### Problem
Could you return all of the rows below verbatim, leaving out any picture?

### Source data
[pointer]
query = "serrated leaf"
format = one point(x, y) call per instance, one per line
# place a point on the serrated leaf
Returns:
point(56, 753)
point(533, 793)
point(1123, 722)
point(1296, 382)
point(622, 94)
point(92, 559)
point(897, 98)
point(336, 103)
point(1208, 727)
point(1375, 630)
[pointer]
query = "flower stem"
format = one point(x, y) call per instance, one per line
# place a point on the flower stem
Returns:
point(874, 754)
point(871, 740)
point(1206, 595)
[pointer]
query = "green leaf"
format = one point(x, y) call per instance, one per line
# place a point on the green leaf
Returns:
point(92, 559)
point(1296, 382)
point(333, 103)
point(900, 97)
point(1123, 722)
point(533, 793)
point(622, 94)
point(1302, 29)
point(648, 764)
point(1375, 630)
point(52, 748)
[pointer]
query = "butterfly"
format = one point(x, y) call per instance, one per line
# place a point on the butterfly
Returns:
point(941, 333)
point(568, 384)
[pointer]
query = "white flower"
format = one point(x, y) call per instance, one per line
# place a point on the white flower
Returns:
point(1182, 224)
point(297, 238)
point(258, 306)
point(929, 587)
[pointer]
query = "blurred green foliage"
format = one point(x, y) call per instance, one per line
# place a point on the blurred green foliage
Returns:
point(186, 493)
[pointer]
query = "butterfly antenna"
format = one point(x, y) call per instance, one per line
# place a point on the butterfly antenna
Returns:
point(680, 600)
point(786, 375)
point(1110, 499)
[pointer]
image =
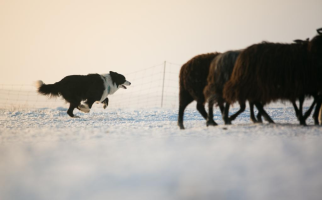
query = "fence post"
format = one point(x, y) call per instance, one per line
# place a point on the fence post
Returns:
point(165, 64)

### Response for this exercise
[pointer]
query = "serrated leaf"
format = one point(x, y) call per instance, one per line
# place a point on the serrated leaf
Returns:
point(56, 753)
point(533, 793)
point(1123, 722)
point(1296, 382)
point(622, 94)
point(92, 559)
point(897, 98)
point(336, 103)
point(1208, 727)
point(1375, 630)
[pointer]
query = "flower stem"
format = one point(x, y) call per instance, one per line
# place a point on the flower stem
Returns:
point(874, 754)
point(871, 740)
point(1206, 595)
[pointer]
query = "green leaf"
format = one point(x, y) call per instance, one per line
# place a point on the green leaf
Returns:
point(92, 559)
point(1296, 382)
point(333, 103)
point(900, 97)
point(1123, 722)
point(533, 793)
point(622, 94)
point(1302, 29)
point(648, 764)
point(1375, 630)
point(52, 748)
[pointer]
query = "butterfly"
format = one point(x, y) call per instance, one per line
# place a point on the butterfly
Returns:
point(941, 333)
point(568, 384)
[pointer]
query = "white flower"
format = one point(x, y) call per instance, one per line
# place a point on the white flower
Returns:
point(1182, 224)
point(297, 238)
point(258, 306)
point(929, 587)
[pointer]
query = "blurred green foliage"
format = one point(x, y) call per instance, one per line
# place a point on the blurred green foliage
Returns:
point(186, 493)
[pointer]
query = "butterfly antenna"
format = one point(x, y) call per instance, one per line
# place a point on the butterfly antenna
Returns:
point(680, 600)
point(786, 375)
point(1110, 499)
[pointer]
image =
query = "fence post"
format = one point(x, y) call per instance, one per line
# place a point on the fence post
Returns:
point(165, 64)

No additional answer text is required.